- The request: Reproduce each line exactly.

- Records for processing:

*****

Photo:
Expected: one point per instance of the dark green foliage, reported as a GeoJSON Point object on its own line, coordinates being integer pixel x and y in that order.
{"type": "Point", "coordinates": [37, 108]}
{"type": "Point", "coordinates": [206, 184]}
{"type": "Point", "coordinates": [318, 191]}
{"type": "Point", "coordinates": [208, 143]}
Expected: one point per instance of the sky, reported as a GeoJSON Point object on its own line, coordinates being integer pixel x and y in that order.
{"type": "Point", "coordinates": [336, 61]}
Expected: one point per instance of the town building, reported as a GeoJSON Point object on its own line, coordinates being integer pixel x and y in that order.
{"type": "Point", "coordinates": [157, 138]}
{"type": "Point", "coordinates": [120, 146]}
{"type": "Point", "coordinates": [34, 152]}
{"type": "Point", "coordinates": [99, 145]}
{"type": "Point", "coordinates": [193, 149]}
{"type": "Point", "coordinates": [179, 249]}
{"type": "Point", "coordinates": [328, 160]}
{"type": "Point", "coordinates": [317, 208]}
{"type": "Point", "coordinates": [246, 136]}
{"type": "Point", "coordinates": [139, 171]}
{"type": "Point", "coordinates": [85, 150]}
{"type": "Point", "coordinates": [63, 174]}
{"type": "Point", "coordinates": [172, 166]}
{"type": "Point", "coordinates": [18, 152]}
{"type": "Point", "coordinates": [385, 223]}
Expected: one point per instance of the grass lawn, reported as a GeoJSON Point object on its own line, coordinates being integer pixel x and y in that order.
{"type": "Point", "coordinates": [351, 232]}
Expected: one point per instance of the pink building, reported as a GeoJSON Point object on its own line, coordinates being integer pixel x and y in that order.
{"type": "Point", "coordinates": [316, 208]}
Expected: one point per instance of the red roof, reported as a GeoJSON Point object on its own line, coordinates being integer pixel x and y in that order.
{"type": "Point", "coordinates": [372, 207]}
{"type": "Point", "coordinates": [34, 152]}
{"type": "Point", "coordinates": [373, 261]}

*****

- Output of the exercise:
Photo:
Expected: one point per instance of the dark green foliage, reported as a GeoJSON Point object on its own line, coordinates being integer pixel x and y in that order.
{"type": "Point", "coordinates": [37, 108]}
{"type": "Point", "coordinates": [206, 184]}
{"type": "Point", "coordinates": [318, 191]}
{"type": "Point", "coordinates": [208, 143]}
Expected: one point per instance of the sky, reported as a GeoJSON Point object on its own line, coordinates being integer pixel x and y in that order.
{"type": "Point", "coordinates": [336, 61]}
Expected: one point per instance of the town building, reported as a GeoJSON Point object on its own line, coordinates being integer pixel x and y in that order.
{"type": "Point", "coordinates": [157, 138]}
{"type": "Point", "coordinates": [120, 146]}
{"type": "Point", "coordinates": [34, 152]}
{"type": "Point", "coordinates": [99, 145]}
{"type": "Point", "coordinates": [193, 149]}
{"type": "Point", "coordinates": [179, 249]}
{"type": "Point", "coordinates": [328, 160]}
{"type": "Point", "coordinates": [317, 208]}
{"type": "Point", "coordinates": [246, 136]}
{"type": "Point", "coordinates": [139, 171]}
{"type": "Point", "coordinates": [85, 150]}
{"type": "Point", "coordinates": [63, 174]}
{"type": "Point", "coordinates": [172, 166]}
{"type": "Point", "coordinates": [18, 152]}
{"type": "Point", "coordinates": [385, 223]}
Expected: one point per instance of the grass lawn, reported as a GeoJSON Point object on its own line, coordinates being integer pixel x and y in that order.
{"type": "Point", "coordinates": [351, 232]}
Expected: one point per instance of the pink building, reported as a GeoJSON Point object on its own line, coordinates being integer pixel x and y in that order.
{"type": "Point", "coordinates": [316, 208]}
Expected: one point per instance of the red roof, reported as a GeoJSON Point object on its own line, coordinates being integer pixel x and y in that order.
{"type": "Point", "coordinates": [372, 207]}
{"type": "Point", "coordinates": [34, 152]}
{"type": "Point", "coordinates": [373, 261]}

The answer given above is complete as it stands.